EXERCISE GOAL ::
Each line of the listing below must be set down exactly.

DATASET ENTRIES ::
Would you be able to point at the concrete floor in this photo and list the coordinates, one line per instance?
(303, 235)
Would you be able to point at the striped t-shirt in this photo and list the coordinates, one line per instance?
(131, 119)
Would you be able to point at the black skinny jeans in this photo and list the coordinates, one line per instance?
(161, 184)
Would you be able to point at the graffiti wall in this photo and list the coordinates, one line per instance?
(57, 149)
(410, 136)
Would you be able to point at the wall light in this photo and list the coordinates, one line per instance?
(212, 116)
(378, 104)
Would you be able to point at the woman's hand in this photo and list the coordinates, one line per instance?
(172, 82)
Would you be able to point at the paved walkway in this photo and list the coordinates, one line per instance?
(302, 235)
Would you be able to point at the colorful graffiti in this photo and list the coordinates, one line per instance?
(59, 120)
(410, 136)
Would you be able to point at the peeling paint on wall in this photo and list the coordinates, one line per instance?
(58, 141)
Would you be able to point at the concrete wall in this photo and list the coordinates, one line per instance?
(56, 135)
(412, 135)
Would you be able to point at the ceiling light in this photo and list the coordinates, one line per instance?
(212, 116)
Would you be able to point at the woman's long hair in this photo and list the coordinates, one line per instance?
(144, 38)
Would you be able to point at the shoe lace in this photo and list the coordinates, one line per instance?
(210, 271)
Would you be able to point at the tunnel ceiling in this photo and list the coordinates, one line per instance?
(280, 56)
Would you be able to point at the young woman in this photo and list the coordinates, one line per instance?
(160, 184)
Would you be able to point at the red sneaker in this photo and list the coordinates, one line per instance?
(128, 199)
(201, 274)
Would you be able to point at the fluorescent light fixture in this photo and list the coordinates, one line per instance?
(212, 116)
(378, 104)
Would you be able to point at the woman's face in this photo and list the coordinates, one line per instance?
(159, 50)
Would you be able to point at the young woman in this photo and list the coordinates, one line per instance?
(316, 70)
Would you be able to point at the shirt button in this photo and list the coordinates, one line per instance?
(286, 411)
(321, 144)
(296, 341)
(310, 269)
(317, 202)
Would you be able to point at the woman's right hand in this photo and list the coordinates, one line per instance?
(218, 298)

COMPLETED TASK ::
Would you be able to point at the concrete floor in this photo and list the coordinates, one line per instance?
(303, 235)
Would you be able to point at the striped t-shirt in this photo and list the coordinates, one line per instance?
(131, 119)
Would you be able to point at the black skinny jeans in this photo and list the coordinates, one line per instance?
(161, 184)
Would you be able to point at the graffiti wall in this photo and list the coordinates, one line per instance?
(57, 149)
(410, 136)
Would you be able to point at the wall light in this photo and list the coordinates, one line per instance?
(212, 116)
(378, 104)
Would you be able to point at the woman's hand in this photo and list the coordinates, one line per instance?
(172, 82)
Would you be able to point at the paved walkway in this photo and list the coordinates, one line per instance?
(302, 235)
Would you be able to point at the colorful graffiti in this photo and list the coordinates, one line per instance?
(59, 120)
(410, 136)
Would you be able to point at the peeling paint on wall in this photo and list the coordinates, one line per instance?
(58, 141)
Would you be able to point at the concrete wall in this photo and list the coordinates, one line per instance?
(56, 135)
(412, 135)
Would you be able to point at the ceiling light in this photo and list the coordinates, one line per instance?
(212, 116)
Would you be able to point at the woman's long hair in this photo and list the coordinates, one line per instance?
(144, 38)
Would you be able to point at the shoe lace in this photo and list the coordinates, one line per instance?
(210, 271)
Would you be able to point at the tunnel ceiling in this photo and list the coordinates, one line per instance?
(280, 56)
Would you be able to point at the young woman in this photo and list the coordinates, one line per instance?
(160, 184)
Would you be able to point at the red sneaker in this photo and list the coordinates, one line per instance?
(128, 199)
(201, 274)
Would you be able to point at the fluorescent light fixture in this photo and list the coordinates, one line per instance?
(212, 116)
(378, 104)
Would you be able to point at the woman's face in this photo and list the coordinates, one line per instance?
(159, 50)
Would you be able to point at the young woman in this photo and list the coordinates, one line per instance?
(316, 70)
Would you be able to point at the shirt button in this photo and list the coordinates, one line per instance?
(286, 411)
(321, 144)
(296, 341)
(310, 269)
(317, 202)
Would you be able to point at the woman's right hand in this photo and list the coordinates, one line per instance?
(218, 298)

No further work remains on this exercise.